## Work to be completed
Copy out, unchanged, everything from the line containing "the black high" down to the end of the records below.

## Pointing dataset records
━━━

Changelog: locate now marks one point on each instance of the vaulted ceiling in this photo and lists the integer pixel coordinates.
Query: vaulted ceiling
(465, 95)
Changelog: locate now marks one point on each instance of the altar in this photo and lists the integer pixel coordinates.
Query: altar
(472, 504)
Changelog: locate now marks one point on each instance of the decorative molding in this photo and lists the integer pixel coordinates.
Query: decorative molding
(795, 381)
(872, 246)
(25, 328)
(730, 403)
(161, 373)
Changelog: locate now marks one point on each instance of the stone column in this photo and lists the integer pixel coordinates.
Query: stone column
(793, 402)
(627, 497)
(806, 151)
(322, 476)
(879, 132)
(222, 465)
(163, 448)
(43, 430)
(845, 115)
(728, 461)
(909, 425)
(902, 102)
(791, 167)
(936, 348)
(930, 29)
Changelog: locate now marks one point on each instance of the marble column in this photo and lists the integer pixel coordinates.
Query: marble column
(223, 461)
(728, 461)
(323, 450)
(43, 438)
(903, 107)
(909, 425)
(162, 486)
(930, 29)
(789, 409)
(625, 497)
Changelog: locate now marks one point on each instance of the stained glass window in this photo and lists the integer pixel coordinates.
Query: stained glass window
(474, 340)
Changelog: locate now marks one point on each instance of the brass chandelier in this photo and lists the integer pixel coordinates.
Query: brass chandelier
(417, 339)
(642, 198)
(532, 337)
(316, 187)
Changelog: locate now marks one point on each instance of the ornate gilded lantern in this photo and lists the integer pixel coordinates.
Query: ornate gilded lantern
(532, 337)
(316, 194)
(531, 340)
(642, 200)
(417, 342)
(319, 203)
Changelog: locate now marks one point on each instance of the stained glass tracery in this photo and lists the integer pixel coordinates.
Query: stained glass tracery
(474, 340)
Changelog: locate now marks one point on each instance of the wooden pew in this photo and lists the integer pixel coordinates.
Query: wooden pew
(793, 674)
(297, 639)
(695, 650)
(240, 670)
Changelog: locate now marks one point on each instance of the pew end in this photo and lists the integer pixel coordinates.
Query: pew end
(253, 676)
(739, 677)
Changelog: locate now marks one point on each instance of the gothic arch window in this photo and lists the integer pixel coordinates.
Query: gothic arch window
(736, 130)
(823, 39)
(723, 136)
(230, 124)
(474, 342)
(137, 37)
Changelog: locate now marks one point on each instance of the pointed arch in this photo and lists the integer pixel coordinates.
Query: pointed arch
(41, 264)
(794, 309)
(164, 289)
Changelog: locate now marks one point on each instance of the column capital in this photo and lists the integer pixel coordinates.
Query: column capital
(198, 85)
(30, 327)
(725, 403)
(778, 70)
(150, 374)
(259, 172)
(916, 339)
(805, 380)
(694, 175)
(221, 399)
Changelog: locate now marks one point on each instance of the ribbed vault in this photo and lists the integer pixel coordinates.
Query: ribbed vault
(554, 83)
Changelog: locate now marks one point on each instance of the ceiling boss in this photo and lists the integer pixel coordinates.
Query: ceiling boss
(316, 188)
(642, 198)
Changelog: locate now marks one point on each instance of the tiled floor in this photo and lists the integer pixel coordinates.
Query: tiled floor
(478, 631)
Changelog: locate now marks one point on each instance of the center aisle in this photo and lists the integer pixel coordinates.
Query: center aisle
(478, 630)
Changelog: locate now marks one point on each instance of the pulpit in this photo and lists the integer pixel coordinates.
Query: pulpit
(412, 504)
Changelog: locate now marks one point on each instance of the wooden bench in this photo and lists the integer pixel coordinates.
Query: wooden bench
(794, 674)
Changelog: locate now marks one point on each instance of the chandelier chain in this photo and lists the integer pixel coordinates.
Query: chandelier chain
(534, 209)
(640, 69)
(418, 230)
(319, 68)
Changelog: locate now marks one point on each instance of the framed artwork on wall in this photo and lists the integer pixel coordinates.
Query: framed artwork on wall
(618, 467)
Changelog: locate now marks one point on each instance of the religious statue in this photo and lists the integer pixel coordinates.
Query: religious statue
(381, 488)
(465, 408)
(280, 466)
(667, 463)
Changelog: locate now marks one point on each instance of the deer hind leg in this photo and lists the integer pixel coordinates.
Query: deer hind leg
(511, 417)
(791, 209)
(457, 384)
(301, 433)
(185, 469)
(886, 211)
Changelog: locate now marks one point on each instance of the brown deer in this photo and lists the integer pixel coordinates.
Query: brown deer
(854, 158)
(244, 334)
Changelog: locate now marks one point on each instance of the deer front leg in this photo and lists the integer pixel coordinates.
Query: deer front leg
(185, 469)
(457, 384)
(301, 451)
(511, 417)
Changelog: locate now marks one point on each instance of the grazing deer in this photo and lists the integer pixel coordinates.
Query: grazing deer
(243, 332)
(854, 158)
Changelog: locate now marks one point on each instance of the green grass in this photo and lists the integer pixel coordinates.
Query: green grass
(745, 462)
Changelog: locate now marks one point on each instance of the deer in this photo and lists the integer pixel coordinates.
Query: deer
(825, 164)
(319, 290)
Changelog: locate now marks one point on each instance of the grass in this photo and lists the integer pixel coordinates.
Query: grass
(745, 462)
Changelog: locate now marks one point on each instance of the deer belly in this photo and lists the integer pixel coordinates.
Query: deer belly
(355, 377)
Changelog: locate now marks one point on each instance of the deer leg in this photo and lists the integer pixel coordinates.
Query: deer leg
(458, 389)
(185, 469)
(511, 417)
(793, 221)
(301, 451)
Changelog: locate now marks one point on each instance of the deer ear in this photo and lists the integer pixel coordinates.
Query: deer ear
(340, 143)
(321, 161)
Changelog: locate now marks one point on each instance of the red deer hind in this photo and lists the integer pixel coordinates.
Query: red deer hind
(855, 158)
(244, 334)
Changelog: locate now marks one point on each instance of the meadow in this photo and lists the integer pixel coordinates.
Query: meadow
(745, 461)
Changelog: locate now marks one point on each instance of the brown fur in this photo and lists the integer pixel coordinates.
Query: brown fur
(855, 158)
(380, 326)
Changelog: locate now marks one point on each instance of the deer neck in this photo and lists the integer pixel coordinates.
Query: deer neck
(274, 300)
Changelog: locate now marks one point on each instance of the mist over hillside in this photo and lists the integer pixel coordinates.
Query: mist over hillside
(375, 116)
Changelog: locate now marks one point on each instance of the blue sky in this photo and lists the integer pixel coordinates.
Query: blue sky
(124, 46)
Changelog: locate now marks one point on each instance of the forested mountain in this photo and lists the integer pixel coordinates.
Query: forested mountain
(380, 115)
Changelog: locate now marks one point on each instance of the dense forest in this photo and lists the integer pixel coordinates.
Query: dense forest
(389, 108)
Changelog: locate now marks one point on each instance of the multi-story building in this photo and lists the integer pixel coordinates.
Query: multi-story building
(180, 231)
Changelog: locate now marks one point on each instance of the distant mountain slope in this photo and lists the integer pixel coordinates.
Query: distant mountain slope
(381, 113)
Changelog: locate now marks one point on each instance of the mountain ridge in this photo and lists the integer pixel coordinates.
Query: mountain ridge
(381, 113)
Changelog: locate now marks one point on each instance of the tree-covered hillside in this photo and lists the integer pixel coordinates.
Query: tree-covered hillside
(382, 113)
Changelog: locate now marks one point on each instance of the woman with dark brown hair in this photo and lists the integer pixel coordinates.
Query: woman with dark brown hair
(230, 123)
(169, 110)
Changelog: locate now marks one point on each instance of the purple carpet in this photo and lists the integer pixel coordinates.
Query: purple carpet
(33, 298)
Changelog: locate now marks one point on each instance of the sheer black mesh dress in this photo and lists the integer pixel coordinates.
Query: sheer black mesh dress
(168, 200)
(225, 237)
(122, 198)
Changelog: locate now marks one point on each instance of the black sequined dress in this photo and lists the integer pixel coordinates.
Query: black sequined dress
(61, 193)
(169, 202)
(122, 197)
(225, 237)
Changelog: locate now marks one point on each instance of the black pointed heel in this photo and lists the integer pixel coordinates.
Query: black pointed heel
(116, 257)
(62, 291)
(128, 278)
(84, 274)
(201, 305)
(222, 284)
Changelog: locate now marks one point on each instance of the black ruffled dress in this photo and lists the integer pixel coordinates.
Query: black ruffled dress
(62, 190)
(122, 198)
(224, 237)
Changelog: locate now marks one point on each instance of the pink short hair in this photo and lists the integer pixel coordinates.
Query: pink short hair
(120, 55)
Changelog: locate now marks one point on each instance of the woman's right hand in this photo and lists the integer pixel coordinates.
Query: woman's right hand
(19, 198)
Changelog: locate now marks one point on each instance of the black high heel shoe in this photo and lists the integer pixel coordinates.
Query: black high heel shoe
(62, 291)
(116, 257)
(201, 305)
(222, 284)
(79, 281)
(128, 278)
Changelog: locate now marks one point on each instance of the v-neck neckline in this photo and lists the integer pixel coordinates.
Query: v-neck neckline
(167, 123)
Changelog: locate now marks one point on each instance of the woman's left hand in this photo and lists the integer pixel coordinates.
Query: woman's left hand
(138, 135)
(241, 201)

━━━

## Final answer
Changelog: locate now marks one point on each instance of the black high heel shoe in this photo and lists the integer pixel coordinates.
Query: black high heel shoe
(62, 291)
(116, 257)
(201, 305)
(222, 284)
(79, 281)
(128, 278)
Changelog: locate now marks one point on each instance of the v-neck neckline in this photo and lists the integer pixel coordinates.
Query: v-neck neckline
(167, 123)
Changelog: locate now marks one point on each instance of the woman's left hand in this photo and lists the integer pixel coordinates.
Query: woman's left hand
(138, 135)
(241, 201)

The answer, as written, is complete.